Não. O que ainda não está acordado refere-se ao pilar um da OCDE. Faltam 5% para se chegar a um acordo, mas são 5% difíceis. É fazer com que as empresas, pagando 15%, deixem de poder usar esquemas de transferência para imputarem lucros em jurisdições de tributações mais baixas. E o Brasil propõe um passo mais à frente, que é a tributação das grandes fortunas, com várias ideias já colocadas na mesa. Umas sobre riquezas e outras sobre rendimentos.

E sobre a terceira proposta do Brasil, a discussão sobre as dívidas?

Portugal trouxe a experiência de país credor a países de língua portuguesa. Temos um projeto com Cabo Verde, que foi proposto por eles e Portugal só acatou. Nesse acordo, cada vez que Cabo Verde paga um montante da dívida, nós passamos esses recursos para um fundo para a transição climática em Cabo Verde. Esse fundo destina-se a investimentos em projetos concretos de transição climática em Cabo Verde, realizados por empresas portuguesas ou empresas portuguesas em parceria com empresas cabo-verdianas. Transforma-se o que era uma dívida em um novo investimento concreto, real, objetivo que ajudará Cabo Verde na sua transição climática e a todos nós. Ninguém resolverá essa área sozinho.

• • •

▸ TAREFA BREVE 1
Indique todos os países mencionados pelo nome no excerto sobre tributação e dívida.
▸ TAREFA BREVE 2
Devolva, sem qualquer alteração, a parte do excerto que começa com as palavras "Não. O que ainda" e termina com "sobre as dívidas?".
Os itens não são necessários para resolver as tarefas.

• • •

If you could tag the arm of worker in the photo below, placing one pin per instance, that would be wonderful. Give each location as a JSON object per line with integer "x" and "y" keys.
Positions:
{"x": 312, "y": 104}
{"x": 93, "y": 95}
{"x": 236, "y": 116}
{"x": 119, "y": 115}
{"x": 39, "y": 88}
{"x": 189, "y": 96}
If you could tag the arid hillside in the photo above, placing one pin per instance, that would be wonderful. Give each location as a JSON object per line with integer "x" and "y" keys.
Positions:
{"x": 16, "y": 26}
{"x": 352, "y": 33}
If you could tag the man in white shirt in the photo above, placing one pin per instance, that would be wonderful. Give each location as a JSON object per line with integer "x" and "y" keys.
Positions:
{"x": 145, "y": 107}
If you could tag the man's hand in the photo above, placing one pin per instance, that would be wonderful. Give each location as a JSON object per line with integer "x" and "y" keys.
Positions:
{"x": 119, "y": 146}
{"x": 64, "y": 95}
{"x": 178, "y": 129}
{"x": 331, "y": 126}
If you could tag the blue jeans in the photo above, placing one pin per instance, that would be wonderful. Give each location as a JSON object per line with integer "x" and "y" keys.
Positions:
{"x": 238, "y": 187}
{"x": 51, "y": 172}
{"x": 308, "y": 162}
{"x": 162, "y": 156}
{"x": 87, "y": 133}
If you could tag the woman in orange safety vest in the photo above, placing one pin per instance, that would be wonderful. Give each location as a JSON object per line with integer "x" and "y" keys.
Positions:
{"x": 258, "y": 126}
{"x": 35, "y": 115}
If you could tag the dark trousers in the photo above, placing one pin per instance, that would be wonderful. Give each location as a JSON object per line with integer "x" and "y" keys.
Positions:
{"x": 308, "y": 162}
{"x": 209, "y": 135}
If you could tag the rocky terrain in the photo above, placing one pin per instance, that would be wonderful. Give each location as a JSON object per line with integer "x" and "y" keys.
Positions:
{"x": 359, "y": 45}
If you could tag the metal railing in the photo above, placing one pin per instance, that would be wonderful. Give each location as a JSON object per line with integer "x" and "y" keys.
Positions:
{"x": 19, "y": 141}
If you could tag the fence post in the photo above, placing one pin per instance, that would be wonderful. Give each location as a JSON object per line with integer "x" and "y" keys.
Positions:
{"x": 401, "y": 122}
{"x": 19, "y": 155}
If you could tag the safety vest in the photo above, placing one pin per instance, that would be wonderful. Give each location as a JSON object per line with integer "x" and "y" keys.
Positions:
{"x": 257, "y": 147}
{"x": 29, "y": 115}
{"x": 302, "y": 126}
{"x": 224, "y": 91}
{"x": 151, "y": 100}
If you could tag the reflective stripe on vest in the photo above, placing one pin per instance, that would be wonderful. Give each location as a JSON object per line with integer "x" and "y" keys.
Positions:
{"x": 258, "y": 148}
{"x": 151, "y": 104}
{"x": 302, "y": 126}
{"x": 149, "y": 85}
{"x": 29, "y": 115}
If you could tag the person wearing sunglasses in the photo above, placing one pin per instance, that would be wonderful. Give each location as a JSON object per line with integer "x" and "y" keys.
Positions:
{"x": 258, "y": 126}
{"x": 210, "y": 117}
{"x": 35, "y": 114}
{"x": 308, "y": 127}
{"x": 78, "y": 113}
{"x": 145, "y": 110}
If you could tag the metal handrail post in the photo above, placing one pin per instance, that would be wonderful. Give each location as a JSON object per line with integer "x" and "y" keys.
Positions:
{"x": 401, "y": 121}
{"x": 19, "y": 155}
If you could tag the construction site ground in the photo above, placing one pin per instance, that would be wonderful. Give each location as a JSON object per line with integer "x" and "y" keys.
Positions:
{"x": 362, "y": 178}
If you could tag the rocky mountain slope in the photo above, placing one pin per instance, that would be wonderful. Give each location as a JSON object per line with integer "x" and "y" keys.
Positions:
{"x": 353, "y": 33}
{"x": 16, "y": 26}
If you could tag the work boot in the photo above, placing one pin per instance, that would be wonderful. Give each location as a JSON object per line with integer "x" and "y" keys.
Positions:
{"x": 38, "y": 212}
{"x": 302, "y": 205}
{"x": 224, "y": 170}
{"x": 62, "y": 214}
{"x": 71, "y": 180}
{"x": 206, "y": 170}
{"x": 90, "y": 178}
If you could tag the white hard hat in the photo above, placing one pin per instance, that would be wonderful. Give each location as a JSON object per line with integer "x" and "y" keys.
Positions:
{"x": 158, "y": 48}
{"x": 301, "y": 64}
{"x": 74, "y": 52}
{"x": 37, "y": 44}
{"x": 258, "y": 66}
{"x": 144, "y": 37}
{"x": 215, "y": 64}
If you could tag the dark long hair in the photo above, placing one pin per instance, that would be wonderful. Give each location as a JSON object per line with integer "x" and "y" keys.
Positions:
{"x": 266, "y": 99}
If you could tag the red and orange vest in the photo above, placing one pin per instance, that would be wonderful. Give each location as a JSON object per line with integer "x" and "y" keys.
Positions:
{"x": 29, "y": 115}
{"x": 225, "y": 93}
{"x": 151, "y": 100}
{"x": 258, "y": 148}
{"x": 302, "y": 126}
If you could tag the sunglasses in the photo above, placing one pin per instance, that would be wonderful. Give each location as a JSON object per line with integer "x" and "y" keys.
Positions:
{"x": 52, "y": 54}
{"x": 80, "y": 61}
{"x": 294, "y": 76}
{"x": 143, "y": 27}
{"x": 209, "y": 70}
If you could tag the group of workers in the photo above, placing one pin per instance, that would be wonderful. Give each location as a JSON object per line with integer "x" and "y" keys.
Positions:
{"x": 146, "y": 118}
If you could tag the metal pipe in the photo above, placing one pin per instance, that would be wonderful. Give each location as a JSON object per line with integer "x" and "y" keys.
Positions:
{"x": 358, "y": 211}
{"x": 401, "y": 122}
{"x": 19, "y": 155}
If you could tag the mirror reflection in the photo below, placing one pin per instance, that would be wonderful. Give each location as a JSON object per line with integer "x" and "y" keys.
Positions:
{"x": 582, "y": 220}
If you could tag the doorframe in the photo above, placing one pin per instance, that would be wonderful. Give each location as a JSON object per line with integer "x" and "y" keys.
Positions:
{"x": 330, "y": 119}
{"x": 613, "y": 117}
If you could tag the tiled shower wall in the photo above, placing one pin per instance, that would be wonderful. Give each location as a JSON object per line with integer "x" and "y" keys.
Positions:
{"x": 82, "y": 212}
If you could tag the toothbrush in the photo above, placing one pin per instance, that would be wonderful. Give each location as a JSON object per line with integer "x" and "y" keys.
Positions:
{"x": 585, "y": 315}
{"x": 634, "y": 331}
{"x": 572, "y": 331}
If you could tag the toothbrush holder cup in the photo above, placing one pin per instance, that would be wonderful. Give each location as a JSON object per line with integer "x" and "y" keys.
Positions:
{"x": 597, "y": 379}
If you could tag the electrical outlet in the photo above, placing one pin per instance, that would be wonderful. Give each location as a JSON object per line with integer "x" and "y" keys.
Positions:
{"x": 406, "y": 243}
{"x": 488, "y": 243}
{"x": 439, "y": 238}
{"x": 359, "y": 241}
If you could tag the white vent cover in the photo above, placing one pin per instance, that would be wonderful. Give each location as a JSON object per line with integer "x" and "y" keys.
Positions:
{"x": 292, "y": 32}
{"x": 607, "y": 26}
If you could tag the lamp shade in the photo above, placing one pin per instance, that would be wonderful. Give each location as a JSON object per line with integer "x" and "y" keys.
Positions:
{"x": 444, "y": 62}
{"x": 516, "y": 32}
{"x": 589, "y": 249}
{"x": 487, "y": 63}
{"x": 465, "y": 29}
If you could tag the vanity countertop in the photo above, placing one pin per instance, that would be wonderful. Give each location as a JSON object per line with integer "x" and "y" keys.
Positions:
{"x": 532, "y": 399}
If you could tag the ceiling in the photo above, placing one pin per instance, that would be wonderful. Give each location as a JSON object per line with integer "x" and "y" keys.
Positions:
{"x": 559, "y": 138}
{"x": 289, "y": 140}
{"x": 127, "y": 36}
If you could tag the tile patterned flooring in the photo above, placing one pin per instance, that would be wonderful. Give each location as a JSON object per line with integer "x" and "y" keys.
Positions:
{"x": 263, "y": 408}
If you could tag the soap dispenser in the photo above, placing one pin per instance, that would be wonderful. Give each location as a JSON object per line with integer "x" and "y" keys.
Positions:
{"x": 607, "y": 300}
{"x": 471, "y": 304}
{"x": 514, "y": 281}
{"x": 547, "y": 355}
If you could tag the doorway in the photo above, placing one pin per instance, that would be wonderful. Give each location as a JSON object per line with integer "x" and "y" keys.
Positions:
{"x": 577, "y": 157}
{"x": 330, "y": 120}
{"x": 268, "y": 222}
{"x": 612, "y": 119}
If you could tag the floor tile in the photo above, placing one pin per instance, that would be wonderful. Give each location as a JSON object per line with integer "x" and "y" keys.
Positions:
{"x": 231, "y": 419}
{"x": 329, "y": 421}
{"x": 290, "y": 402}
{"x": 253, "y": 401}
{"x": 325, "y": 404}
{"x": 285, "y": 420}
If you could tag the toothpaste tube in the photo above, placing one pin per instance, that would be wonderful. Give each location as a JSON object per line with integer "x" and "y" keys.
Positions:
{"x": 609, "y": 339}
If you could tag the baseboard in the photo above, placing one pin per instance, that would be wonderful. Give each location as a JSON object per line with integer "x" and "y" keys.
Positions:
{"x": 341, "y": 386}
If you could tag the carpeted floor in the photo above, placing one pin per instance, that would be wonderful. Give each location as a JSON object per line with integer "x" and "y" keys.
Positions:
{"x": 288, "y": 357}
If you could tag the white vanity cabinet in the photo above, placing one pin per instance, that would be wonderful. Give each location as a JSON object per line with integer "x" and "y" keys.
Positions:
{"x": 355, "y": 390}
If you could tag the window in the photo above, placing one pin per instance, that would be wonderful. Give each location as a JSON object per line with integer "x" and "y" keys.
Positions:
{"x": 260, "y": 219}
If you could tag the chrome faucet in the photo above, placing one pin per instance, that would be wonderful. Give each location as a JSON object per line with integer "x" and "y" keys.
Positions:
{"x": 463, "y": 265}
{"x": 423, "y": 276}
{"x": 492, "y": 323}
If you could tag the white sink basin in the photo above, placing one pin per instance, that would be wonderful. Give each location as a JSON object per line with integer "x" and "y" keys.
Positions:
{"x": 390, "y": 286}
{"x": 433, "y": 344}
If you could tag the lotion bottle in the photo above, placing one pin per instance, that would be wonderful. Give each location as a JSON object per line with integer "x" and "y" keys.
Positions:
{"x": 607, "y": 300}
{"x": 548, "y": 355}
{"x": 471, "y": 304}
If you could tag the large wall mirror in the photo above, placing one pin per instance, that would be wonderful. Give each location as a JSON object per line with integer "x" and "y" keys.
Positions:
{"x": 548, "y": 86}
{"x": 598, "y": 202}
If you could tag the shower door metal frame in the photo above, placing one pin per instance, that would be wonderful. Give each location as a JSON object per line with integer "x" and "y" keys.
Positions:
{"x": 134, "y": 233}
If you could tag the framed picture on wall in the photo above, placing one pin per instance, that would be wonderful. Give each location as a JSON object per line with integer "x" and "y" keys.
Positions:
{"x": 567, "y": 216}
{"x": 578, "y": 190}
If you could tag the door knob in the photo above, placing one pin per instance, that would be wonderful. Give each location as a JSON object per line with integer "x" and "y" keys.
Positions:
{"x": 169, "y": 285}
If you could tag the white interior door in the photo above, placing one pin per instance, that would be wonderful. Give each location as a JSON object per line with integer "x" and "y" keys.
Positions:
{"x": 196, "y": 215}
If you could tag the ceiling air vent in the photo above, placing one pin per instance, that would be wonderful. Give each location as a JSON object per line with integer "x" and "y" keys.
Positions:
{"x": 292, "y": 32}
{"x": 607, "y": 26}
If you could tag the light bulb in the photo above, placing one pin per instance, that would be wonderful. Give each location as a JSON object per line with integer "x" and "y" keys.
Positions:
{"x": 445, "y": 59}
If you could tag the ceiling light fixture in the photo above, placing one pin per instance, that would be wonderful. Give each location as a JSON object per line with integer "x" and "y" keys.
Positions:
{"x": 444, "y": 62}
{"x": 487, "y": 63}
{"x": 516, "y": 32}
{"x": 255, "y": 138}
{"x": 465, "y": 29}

• • •

▸ RESOLUÇÃO COMPLETA 1
Brasil, Portugal, Cabo Verde

▸ RESOLUÇÃO COMPLETA 2
Não. O que ainda não está acordado refere-se ao pilar um da OCDE. Faltam 5% para se chegar a um acordo, mas são 5% difíceis. É fazer com que as empresas, pagando 15%, deixem de poder usar esquemas de transferência para imputarem lucros em jurisdições de tributações mais baixas. E o Brasil propõe um passo mais à frente, que é a tributação das grandes fortunas, com várias ideias já colocadas na mesa. Umas sobre riquezas e outras sobre rendimentos.

E sobre a terceira proposta do Brasil, a discussão sobre as dívidas?